Texte fourni:
────
L E   P O I D S   D E S   P H O T O S 13-09-04

par Brigitte Verdière


"Le poids des mots, le choc des photos". Ce slogan a été inventé par le magazine Paris Match. C'était un bon slogan, un slogan vendeur pour ce que Paris Match promeut : des reportages sensationnels, des révélations inédites empreintes de beaucoup d'émotion et de passion. Dans ces publications, les images, encore plus que les textes, étaient là pour horrifier, scandaliser, et surtout susciter en nous ce vilain petit côté voyeur du malheur des autres qui permet de se rassurer in peto : "Vraiment, il y en a qui vivent des situations pas possibles".

Too young to Wed Vous l'avez compris, c'est d'images que je souhaite vous parler aujourd'hui, si tant est que les images aient besoin de mots. Celle qui a suscité en moi cette réflexion? La première d'une exposition réalisée par l'International Center for Research on Women, Too young to Wed (Trop jeunes pour se marier).

Vous la voyez, cette petite fille, toute menue à côté de son immense mari, rehaussé encore par un turban sur la tête? Oui, on vient de la marier et peut-être ainsi, de la condamner à mort. Le nombre de jeunes filles décédant suite à des grossesses précoces est difficile à évaluer (selon l'UNICEF, 515.000 femmes sont mortes en couches dans le monde en 1995 et au moins trois fois plus ont connu des complications menaçant gravement leur santé, telles que la fistule obstétricale). Dans pas longtemps, le monsieur immense sur la photo, qui est sans doute aussi victime que sa jeune épouse des conventions sociales, la déflorera. Il ne pourra que la brutaliser tant elle est encore menue pour lui. En termes clairs, cela s'appelle un viol.
────
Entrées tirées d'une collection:
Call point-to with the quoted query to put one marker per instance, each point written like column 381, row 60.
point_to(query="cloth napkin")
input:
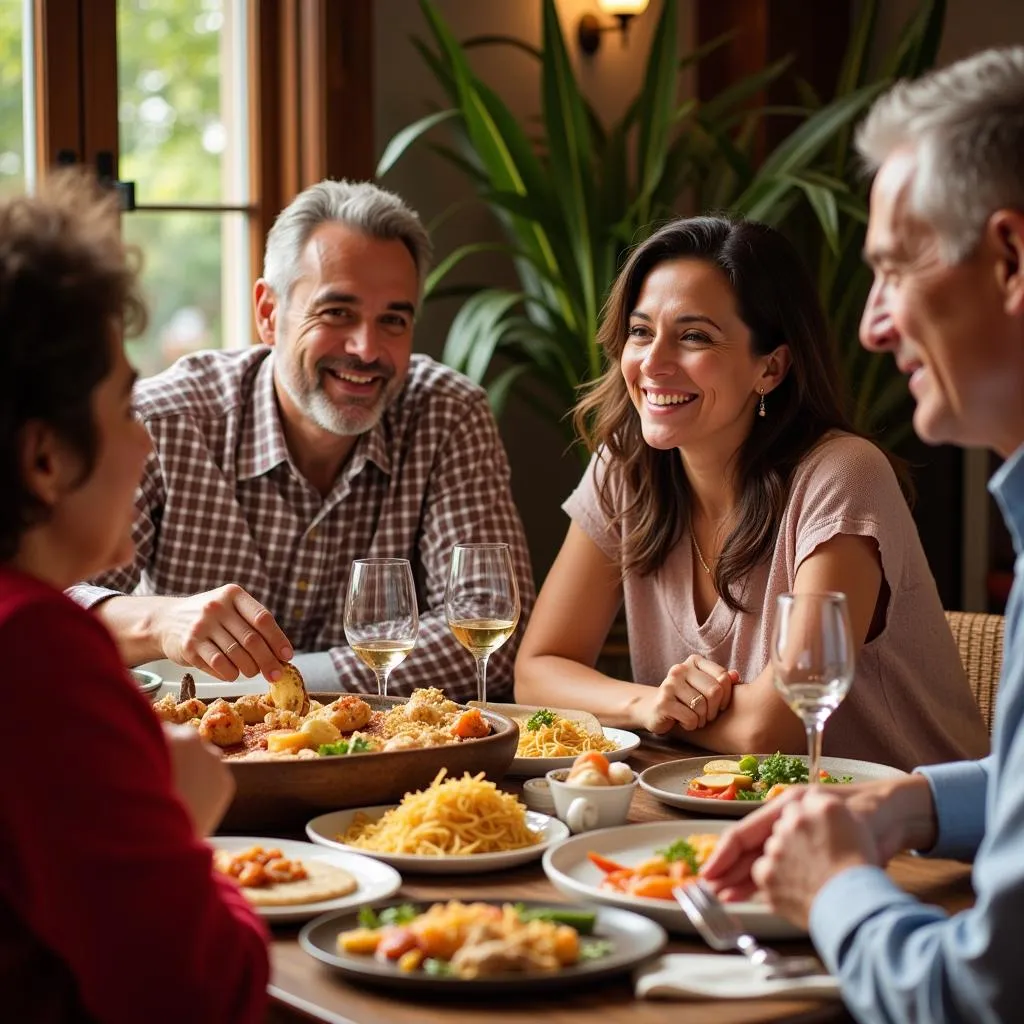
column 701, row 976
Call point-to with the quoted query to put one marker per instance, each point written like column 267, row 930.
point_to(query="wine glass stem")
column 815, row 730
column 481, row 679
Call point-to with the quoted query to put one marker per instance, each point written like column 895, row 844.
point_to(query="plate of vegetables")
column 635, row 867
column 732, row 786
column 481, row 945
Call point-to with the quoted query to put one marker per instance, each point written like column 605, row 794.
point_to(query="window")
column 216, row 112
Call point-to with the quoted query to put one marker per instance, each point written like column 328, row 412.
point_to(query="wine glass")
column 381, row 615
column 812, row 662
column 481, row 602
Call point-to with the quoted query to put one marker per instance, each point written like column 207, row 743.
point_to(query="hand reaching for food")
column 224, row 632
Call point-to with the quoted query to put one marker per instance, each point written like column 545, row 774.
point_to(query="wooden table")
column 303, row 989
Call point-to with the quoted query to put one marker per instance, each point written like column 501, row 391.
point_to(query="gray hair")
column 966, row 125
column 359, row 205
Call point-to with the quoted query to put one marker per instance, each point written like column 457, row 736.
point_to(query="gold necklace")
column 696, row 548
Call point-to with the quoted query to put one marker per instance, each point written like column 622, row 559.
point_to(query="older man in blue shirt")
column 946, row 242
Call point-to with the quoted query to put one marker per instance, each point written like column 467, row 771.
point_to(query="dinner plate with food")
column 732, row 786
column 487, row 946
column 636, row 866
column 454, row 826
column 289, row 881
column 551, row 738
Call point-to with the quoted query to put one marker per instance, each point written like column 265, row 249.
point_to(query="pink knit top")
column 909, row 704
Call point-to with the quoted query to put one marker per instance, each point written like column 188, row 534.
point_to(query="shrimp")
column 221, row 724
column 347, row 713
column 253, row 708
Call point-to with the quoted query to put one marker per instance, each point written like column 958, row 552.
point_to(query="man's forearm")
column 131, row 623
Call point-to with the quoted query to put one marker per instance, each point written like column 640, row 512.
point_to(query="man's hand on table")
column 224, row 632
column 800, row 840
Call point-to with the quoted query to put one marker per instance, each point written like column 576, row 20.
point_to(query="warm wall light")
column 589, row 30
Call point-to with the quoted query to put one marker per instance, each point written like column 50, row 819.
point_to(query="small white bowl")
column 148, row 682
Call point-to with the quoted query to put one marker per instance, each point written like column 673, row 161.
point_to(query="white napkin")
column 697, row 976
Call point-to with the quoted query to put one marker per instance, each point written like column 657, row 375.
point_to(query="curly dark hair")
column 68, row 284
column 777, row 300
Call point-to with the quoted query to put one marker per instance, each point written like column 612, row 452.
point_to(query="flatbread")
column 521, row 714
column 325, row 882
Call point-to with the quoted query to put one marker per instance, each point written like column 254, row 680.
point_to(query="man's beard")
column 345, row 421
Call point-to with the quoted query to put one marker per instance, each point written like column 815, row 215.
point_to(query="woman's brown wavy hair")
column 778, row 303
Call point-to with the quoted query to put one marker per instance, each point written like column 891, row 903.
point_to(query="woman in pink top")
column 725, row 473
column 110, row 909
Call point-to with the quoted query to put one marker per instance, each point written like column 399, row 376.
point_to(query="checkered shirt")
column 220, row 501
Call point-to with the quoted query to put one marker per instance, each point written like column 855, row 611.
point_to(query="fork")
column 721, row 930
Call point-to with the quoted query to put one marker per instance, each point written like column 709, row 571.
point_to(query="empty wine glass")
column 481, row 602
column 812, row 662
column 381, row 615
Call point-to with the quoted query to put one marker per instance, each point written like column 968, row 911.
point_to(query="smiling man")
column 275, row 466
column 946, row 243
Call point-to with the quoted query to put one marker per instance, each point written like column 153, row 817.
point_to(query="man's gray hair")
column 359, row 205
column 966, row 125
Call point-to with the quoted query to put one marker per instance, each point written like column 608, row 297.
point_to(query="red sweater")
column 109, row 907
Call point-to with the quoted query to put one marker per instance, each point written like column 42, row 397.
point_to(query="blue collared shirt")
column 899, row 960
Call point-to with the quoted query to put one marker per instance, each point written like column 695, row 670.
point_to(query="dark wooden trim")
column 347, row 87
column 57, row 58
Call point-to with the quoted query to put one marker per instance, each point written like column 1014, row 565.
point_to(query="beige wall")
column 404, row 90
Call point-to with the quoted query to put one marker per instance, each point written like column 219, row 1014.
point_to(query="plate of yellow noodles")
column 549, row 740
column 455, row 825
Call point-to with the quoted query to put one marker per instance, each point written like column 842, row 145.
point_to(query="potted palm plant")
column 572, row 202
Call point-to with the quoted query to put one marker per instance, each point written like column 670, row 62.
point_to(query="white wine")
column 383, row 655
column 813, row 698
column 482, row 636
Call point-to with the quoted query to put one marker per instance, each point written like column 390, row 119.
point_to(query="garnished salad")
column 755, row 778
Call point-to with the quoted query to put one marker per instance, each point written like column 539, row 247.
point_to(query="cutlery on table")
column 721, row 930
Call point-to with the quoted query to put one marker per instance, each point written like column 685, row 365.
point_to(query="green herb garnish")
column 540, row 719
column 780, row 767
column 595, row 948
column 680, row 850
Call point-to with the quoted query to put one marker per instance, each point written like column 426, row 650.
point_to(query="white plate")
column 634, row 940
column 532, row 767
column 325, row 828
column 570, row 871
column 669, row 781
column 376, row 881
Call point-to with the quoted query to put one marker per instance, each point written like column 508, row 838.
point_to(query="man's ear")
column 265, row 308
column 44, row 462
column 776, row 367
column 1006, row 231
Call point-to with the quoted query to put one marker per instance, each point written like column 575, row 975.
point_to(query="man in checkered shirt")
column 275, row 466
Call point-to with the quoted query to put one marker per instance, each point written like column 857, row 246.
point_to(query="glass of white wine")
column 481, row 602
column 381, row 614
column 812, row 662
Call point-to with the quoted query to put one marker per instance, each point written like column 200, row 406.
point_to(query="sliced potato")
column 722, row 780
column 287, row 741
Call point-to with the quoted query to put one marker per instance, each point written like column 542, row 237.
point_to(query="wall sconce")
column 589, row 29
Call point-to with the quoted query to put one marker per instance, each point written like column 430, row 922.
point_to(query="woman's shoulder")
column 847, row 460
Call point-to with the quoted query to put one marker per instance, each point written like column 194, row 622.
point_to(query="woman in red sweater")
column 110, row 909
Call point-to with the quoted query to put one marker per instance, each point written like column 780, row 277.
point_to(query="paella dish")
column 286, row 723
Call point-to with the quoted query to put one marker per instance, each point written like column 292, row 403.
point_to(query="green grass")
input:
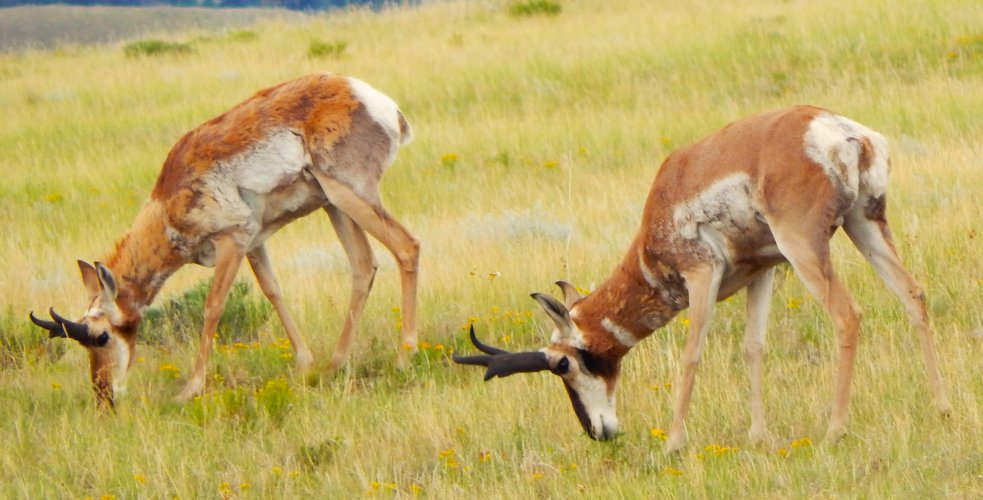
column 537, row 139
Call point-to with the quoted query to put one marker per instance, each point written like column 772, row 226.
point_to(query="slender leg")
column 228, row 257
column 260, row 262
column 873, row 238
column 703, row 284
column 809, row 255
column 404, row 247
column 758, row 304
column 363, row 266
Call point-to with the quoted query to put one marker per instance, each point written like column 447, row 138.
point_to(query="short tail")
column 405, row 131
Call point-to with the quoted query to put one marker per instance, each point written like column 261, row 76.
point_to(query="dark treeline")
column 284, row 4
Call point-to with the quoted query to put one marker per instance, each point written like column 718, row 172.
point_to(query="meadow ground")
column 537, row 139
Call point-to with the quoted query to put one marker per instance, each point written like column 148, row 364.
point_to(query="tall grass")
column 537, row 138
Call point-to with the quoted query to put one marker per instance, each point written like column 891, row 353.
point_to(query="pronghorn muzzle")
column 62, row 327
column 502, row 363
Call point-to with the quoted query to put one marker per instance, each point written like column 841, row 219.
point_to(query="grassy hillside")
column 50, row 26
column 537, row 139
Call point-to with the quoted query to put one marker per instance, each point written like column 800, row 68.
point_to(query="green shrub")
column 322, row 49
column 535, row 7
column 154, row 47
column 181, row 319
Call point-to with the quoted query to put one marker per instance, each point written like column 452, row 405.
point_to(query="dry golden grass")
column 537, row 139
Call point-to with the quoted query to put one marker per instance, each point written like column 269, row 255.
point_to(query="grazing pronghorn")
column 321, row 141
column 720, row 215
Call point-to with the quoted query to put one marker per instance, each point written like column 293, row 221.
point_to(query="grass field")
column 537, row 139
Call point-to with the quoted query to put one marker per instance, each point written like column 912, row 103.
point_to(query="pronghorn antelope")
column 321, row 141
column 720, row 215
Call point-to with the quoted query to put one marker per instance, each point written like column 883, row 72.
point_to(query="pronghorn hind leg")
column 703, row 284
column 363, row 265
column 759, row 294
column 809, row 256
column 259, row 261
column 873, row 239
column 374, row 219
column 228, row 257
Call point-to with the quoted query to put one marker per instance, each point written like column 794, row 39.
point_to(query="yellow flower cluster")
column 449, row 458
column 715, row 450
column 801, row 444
────
Consigne A:
Répondez aux questions suivantes à partir du texte sur le poids des photos.
(i) Quel magazine a inventé le slogan cité au début ?
(ii) Quel organisme a réalisé l'exposition Too young to Wed ?
(iii) Selon l'UNICEF, combien de femmes sont mortes en couches dans le monde en 1995 ?
Consigne B: Remplacez "exposition" par "série" dans le passage du texte sur le poids des photos qui va de "Too young to Wed Vous" jusqu'à "pour se marier)." inclus, puis réécrivez ce passage.
Consigne C: Poursuivez le texte sur le poids des photos à partir de sa dernière phrase.

Réponse A:
(i) Paris Match.
(ii) L'International Center for Research on Women.
(iii) 515.000 femmes.

Réponse B:
Too young to Wed Vous l'avez compris, c'est d'images que je souhaite vous parler aujourd'hui, si tant est que les images aient besoin de mots. Celle qui a suscité en moi cette réflexion? La première d'une série réalisée par l'International Center for Research on Women, Too young to Wed (Trop jeunes pour se marier).

Réponse C:
Cette photo est celle d'un viol en puissance. D'une personne, mais aussi de toutes les petites filles que l'on marie parfois dès l'âge de 7 ans, faisant fi de la Convention relative aux des droits de l'enfant qui précise également (art. 24, par.3) que "Les Etats parties prennent toutes les mesures efficaces appropriées en vue d'abolir les pratiques traditionnelles préjudiciables à la santé des enfants". Or, outre la mortalité des adolescentes à l'accouchement, note encore l'UNICEF, celles-ci "sont plus vulnérables aux infections sexuellement transmissibles, y compris le VIH/SIDA". L'organisation ajoute que la maltraitance "est fréquente dans les mariages d'enfants. En outre, il arrive souvent que les enfants qui refusent de se marier ou qui choisissent leur futur conjoint contre la volonté de leurs parents soient punis, voire deviennent victimes de crimes d'honneur commis par leur famille".

Vous voyez tout ce qu'une photo peut susciter comme réflexions? Et je ne suis pas une spécialiste en sémantique, ni une philosophe. Je vous ferai grâce de certains rappels (hé! l'astuce pour quand même en parler!) comme celle de Kim, cette petite fille vietnamienne courant nue, arrosée de napalm dans les rues de Trang Bang au Vietnam en 1972, et qui a constitué un tournant dans cette guerre, et le rapprochement que l'on peut désormais en faire avec l'occupation des troupes étatsuniennes en Irak.

Remarquez, il faut que la photo soit un peu vilaine. Sebastiaõ Salgado, un merveilleux photographe brésilien qui a parcouru son pays et le monde pour dénoncer la pauvreté extrême, s'est souvent vu reprocher le côté esthétisant de ses photos. On a fait le même reproche à la photo, pourtant poignante, de cette femme algérienne (pdf) exprimant sa souffrance après le massacre de ses proches à Benthala en 1997. Mme Oud Saad, qui est cette femme sur la photo, a d'ailleurs porté plainte contre son auteur et des responsables de l'AFP.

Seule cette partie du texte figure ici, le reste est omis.